• WHAT TO PRODUCE: In the text on one-click cloud remediation, repeat the passage from "1. Precondition check." up to and including "skip this entirely.", with every word as it stands.

The interesting engineering problem is not calling the stop API. That part takes an afternoon. The interesting part is everything around it.

I have been watching a team build this, and the workflow they ended up with is a useful artefact even if you never use their tool. The shape of it is what matters.

What sits behind one-click remediation

Five steps, and skipping any of them is how you get a 3 am incident.

1. Precondition check. Before doing anything, ask the cloud what state the resource is actually in right now. If somebody on the team manually stopped it an hour ago, the workflow stops here and reports already done. This single check is the difference between automation people trust and automation people turn off.

2. Optional approval. Some actions need a human gate. Production-tier rules, destructive operations, anything where the cost of a wrong call is worse than the cost of a slow call. The approval queues with full context: resource, savings, who initiated it, and what rule fired. An admin clicks approve or reject. Cheap actions skip this entirely.

3. Execute. Call the cloud API. Stop the EC2, pause the Synapse pool, scale the Lambda to zero. This is the boring part.

4. Validate. This is the part most tools get wrong. A 200 response from the cloud API does not mean the resource is actually stopped. The validate step polls the cloud state until it confirms the action genuinely landed. If the API said yes but the resource is still running, the workflow flags it as a system error instead of silently lying.

5. Audit. Every step, input, and result is written to a dedicated audit table. Six months from now, when someone asks who stopped the prod-adjacent Synapse pool on March 12, the answer is one query away.

The other thing worth stealing from this design is how errors get categorised. Three buckets.

User action. Permission denied, quota hit. Shows the fix with a console link.
Transient. 429s, 5xx. Gets a retry button.
System. The cloud actually broke, or the API is unsupported. Gets a diagnostic and a support contact.

The category drives the UI. Retry only shows up where retry actually makes sense. This sounds small. It is the difference between an automation surface that engineers learn to trust and one they learn to ignore.

The certification gate

One choice in this design that surprised me. Not every recommendation rule gets a Remediate button. The team ships the button only on rules that have been certified end-to-end on real cloud accounts. The certified set started at 20 rules covering stop, scale-to-zero, and pause actions across AWS, GCP, and Azure. The other rules render the recommendation card without the button.

• SOURCE INFORMATION:
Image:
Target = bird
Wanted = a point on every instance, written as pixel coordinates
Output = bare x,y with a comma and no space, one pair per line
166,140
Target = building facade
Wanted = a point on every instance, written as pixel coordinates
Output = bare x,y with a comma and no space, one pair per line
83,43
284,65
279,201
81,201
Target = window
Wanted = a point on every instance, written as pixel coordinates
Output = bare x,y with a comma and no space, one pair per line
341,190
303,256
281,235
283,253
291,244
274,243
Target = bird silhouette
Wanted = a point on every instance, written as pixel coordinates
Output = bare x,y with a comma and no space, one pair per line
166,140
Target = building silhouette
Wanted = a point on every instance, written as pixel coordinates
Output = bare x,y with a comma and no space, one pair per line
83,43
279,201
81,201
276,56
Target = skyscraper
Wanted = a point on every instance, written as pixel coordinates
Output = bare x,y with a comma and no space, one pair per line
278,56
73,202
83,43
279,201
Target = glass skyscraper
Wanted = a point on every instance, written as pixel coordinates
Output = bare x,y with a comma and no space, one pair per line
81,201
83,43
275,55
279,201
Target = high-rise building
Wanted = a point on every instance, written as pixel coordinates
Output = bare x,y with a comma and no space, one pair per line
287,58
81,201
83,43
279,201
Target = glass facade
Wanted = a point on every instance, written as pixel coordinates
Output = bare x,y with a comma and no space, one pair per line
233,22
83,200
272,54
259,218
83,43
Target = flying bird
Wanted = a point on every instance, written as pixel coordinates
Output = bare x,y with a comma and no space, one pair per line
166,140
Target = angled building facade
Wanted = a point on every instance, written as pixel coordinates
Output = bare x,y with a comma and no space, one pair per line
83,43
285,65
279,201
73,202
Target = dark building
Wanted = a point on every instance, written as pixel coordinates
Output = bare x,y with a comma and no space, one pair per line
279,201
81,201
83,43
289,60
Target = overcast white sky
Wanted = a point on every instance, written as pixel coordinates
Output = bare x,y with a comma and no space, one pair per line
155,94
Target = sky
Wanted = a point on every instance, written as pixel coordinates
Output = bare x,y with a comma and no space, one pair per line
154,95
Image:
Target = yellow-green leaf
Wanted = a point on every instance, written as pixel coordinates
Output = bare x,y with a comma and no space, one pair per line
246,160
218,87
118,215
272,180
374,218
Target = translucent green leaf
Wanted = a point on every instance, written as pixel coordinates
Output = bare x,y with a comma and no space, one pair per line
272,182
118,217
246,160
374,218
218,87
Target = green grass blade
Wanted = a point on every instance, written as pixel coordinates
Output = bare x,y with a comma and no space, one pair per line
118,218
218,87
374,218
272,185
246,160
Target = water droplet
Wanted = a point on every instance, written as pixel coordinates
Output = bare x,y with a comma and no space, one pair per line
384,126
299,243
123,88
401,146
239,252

• EXERCISE ANSWER:
1. Precondition check. Before doing anything, ask the cloud what state the resource is actually in right now. If somebody on the team manually stopped it an hour ago, the workflow stops here and reports already done. This single check is the difference between automation people trust and automation people turn off.

2. Optional approval. Some actions need a human gate. Production-tier rules, destructive operations, anything where the cost of a wrong call is worse than the cost of a slow call. The approval queues with full context: resource, savings, who initiated it, and what rule fired. An admin clicks approve or reject. Cheap actions skip this entirely.